--- Start ---

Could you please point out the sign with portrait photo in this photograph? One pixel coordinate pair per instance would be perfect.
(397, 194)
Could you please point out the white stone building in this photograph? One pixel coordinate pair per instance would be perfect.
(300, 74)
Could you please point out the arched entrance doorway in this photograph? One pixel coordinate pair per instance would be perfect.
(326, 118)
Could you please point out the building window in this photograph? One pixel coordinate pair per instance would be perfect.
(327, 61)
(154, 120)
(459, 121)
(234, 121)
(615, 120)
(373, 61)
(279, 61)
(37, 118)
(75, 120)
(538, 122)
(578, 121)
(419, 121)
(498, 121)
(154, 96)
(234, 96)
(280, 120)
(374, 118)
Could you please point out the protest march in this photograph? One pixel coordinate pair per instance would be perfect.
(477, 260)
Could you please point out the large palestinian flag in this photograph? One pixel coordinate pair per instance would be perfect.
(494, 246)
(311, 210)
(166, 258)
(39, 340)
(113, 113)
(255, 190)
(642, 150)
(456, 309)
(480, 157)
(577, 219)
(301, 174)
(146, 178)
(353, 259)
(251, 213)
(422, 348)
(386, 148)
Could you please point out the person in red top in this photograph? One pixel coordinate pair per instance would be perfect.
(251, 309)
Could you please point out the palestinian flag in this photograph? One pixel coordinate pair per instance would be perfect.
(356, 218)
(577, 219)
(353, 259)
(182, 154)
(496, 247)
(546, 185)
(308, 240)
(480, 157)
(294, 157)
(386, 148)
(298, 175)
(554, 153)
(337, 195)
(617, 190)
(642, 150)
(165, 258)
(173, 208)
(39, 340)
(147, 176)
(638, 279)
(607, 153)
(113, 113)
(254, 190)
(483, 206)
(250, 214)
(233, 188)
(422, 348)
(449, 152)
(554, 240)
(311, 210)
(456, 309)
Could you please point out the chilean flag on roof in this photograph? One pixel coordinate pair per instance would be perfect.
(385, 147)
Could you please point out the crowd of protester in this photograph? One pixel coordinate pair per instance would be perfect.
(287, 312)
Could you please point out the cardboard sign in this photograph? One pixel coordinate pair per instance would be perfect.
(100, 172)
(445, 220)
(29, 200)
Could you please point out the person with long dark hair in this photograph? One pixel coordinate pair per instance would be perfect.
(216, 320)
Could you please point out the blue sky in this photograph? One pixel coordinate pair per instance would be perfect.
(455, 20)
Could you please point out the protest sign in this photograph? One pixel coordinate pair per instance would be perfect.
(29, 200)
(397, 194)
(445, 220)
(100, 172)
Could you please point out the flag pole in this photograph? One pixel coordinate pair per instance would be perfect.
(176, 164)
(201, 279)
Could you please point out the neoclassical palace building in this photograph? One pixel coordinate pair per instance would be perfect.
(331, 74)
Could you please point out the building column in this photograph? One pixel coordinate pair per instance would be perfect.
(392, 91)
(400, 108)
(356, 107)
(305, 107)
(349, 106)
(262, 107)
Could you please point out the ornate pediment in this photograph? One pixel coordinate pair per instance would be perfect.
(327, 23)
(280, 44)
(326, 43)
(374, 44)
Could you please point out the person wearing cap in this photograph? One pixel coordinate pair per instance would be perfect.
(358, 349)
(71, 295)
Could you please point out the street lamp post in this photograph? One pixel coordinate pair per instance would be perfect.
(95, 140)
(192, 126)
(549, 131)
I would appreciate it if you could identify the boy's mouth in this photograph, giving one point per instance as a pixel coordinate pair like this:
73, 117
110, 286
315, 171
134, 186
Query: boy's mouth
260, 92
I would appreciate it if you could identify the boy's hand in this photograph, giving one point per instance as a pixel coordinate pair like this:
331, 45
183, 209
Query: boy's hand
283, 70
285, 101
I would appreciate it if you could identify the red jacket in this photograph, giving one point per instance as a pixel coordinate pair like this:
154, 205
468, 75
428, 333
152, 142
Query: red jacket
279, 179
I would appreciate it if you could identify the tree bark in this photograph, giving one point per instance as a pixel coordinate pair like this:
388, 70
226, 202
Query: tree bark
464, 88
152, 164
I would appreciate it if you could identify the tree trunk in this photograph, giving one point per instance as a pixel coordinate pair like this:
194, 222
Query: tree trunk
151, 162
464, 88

--- End ---

• _Problem to work on_:
The records above must be repeated exactly, every one of them.

• _Task result_:
Could you please point out the sign with portrait photo in this photograph? One pixel coordinate pair per instance would be perfect.
(397, 194)
Could you please point out the white stone building in this photograph? One pixel coordinate pair per instance would be perfect.
(300, 74)
Could you please point out the arched entrance doorway in this photograph? One pixel coordinate pair per instance would be perfect.
(326, 118)
Could you please point out the building window in this photograph? One pixel coordinate pair per instance would be perfect.
(327, 61)
(154, 120)
(459, 121)
(234, 121)
(615, 120)
(373, 61)
(279, 61)
(37, 118)
(75, 120)
(538, 122)
(578, 121)
(419, 121)
(498, 121)
(154, 96)
(234, 96)
(280, 120)
(374, 118)
Could you please point out the protest march in this photograph? One pixel coordinate pair per instance would be perfect.
(477, 260)
Could you please point out the large palestinian flag in this photograph? One pixel coordinate pair per instance would be perfect.
(494, 246)
(311, 210)
(166, 258)
(39, 340)
(113, 113)
(255, 190)
(642, 150)
(456, 309)
(480, 157)
(577, 219)
(301, 174)
(146, 178)
(353, 259)
(251, 213)
(422, 348)
(386, 148)
Could you please point out the person in red top in this photograph? One pixel coordinate pair per instance would be perfect.
(251, 309)
Could you please point out the palestinian flag in this photograph? One pixel coordinate pair per instance would be perfect.
(356, 218)
(577, 219)
(353, 259)
(182, 154)
(496, 247)
(546, 185)
(308, 240)
(480, 157)
(294, 157)
(386, 148)
(298, 175)
(554, 153)
(337, 195)
(617, 190)
(642, 150)
(165, 258)
(173, 208)
(39, 340)
(147, 176)
(638, 279)
(607, 153)
(113, 113)
(254, 190)
(483, 206)
(250, 214)
(233, 188)
(422, 348)
(449, 152)
(554, 240)
(311, 210)
(456, 309)
Could you please point out the chilean flag on roof in this photograph? One pixel coordinate pair per instance would be perfect.
(385, 147)
Could you please point out the crowd of protester in this photograph? One pixel coordinate pair per instance would be perfect.
(287, 312)
Could you please point out the cardboard sign in this photograph? One pixel coordinate pair per instance would be perfect.
(100, 172)
(445, 220)
(29, 200)
Could you please point out the person with long dark hair in this photograph? One pixel coordinate pair per instance would be perfect.
(216, 320)
Could you please point out the blue sky in this photograph? One pixel coordinate pair per instance would be perfect.
(455, 20)
Could you please point out the protest sign in this photograph? One pixel coordinate pair per instance would be perfect.
(29, 200)
(397, 194)
(445, 220)
(100, 172)
Could you please point out the flag pole in this photograph? One pixel coordinate pair per instance would be perfect.
(176, 164)
(201, 279)
Could you please point out the neoclassical palace building in this photograph? One pixel coordinate pair per instance would be perfect.
(331, 74)
Could you please point out the building column in this photograph? One pixel coordinate pair per instance would be perfect.
(392, 91)
(400, 108)
(356, 107)
(305, 107)
(349, 106)
(262, 107)
Could you please point out the ornate pediment in this photograph? One pixel coordinate pair per instance would be perfect.
(327, 23)
(280, 44)
(326, 43)
(374, 44)
Could you please point out the person wearing cap in this photograph? One pixel coordinate pair per instance would be perfect.
(358, 349)
(71, 295)
Could you please point out the street lamp post in this photograph? One pixel coordinate pair per instance would be perfect.
(95, 140)
(192, 126)
(549, 131)
I would appreciate it if you could identify the boy's mouth in this photograph, giving one point per instance as a pixel coordinate pair like this:
73, 117
110, 286
315, 171
134, 186
Query: boy's mouth
260, 92
I would appreciate it if you could identify the boy's hand in this photograph, giving one point per instance as a pixel coordinate pair like this:
331, 45
183, 209
Query: boy's hand
283, 70
285, 101
I would appreciate it if you could identify the red jacket in this photograph, giving one point per instance as a pixel coordinate pair like this:
154, 205
468, 75
428, 333
152, 142
Query: red jacket
279, 179
I would appreciate it if you could identify the tree bark in this photograph, giving one point per instance as a pixel coordinate pair like this:
388, 70
226, 202
Query: tree bark
464, 88
152, 164
I would appreciate it if you could identify the tree trunk in this photograph, giving one point per instance as a pixel coordinate pair like this:
194, 222
Query: tree trunk
151, 162
464, 88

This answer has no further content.